_What this exercise asks_.
1. In the thread on loneliness, who is quoted as saying that there are no limits, only plateaus?
2. Pick up the thread on loneliness right after its final sentence and continue it.

_Excerpted passage_.
*****

Throw the MS, but it won't be sex that makes you feel less alone, what you need is human touch & people that u feel really care about you. Which is why I would suggest finding someone you can hug and really embrace. Again, sex will not fill this void. 

 
Pizz

Damn this is deep. All Guys want is a girl who will cuddle with them when they go to sleep 

You’re so sweet 

"If you always put limits on everything you do, physical or anything else, it will spread into your work and into your life. There are no limits. There are only plateaus, and you must not stay there, you must go beyond them." - Bruce Lee
 

Yeah, never understood why guys even care about casual sex.  I've never done it, but I'd imagine paying an escort would be more fun than a drunk five minutes anyways.  I'm convinced 90% of it is just for the confidence boost, the trophy

 

Maybe you don't feel as connected to the world? There was a phase in my life where I lost a lot of my "passions" - I was questioning them and no longer felt a strong drive to work towards my goals as well as did not feel that sense of inspiration I used to get when thinking/speaking/doing work relating to things I used to care about. Looking back, this likely stemmed from just outgrowing my previous worldview/likes/goals. Since people in this industry, myself definitely included, tend to be very goal-driven, I lost a lot of my drive and interest in the world for a while and felt both disconnected from others and lonely.

*****

_Material provided_.
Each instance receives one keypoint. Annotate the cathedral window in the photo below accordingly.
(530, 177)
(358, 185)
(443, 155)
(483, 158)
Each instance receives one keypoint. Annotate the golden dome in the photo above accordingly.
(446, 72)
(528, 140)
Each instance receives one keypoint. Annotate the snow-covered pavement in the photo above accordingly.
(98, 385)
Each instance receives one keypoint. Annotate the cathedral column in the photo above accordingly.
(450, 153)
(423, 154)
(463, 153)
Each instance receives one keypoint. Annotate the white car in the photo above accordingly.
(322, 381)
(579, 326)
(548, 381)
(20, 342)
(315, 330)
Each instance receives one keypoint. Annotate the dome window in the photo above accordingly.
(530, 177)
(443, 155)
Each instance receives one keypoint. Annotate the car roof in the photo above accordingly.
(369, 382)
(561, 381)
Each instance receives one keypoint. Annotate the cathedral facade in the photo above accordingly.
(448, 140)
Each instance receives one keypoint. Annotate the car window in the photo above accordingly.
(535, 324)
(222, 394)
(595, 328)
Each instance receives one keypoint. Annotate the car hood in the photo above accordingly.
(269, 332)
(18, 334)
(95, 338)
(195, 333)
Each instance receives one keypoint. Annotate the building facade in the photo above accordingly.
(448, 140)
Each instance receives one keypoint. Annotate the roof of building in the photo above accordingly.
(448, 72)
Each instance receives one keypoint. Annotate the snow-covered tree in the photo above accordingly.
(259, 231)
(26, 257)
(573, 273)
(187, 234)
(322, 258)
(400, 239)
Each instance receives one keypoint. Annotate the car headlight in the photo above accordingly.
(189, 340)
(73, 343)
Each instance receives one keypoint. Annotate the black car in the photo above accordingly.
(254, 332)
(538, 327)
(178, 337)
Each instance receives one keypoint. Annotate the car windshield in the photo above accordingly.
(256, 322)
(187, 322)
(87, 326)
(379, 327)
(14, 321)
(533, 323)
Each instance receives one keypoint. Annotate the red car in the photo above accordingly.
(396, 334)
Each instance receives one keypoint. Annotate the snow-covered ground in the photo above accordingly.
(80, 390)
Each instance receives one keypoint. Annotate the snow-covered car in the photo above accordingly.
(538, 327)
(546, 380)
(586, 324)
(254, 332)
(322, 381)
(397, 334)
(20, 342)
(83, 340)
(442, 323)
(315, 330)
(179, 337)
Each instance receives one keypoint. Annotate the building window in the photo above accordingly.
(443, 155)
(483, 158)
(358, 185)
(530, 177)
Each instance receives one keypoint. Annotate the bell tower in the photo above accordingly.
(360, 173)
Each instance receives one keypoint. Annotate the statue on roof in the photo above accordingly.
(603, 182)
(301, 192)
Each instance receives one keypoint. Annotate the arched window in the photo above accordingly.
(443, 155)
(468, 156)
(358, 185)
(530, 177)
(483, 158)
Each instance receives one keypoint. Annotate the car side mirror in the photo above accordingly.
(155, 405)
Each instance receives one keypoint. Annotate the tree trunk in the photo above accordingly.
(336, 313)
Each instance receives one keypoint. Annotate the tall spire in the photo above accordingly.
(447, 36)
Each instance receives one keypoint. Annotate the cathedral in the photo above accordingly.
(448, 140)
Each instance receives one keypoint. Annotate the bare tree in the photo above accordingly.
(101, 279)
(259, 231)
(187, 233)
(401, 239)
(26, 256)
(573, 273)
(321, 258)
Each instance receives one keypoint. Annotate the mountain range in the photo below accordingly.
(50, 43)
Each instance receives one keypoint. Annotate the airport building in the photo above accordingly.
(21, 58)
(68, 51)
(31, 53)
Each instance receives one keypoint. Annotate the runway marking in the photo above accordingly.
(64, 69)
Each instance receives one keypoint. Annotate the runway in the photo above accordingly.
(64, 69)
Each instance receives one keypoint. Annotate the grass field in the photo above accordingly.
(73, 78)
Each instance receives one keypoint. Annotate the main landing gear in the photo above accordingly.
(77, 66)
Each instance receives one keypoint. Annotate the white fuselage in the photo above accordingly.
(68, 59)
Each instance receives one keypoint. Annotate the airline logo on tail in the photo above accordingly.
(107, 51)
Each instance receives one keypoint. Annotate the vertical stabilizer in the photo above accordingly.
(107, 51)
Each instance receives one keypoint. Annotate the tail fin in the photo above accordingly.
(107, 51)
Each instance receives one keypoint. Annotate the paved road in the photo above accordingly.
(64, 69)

*****

_Activity answers_.
1. Bruce Lee

2.
Easy but slower fix is just to pick up different hobbies and join different interest groups to meet new people and find new interests. 
Honestly - your issue may also be a COVID/lockdown thing. I'm hugely extraverted and still talking constantly with friends but the more limited opportunities for after-work and weekend social activities have certainly contributed to my feeling more lonely these days.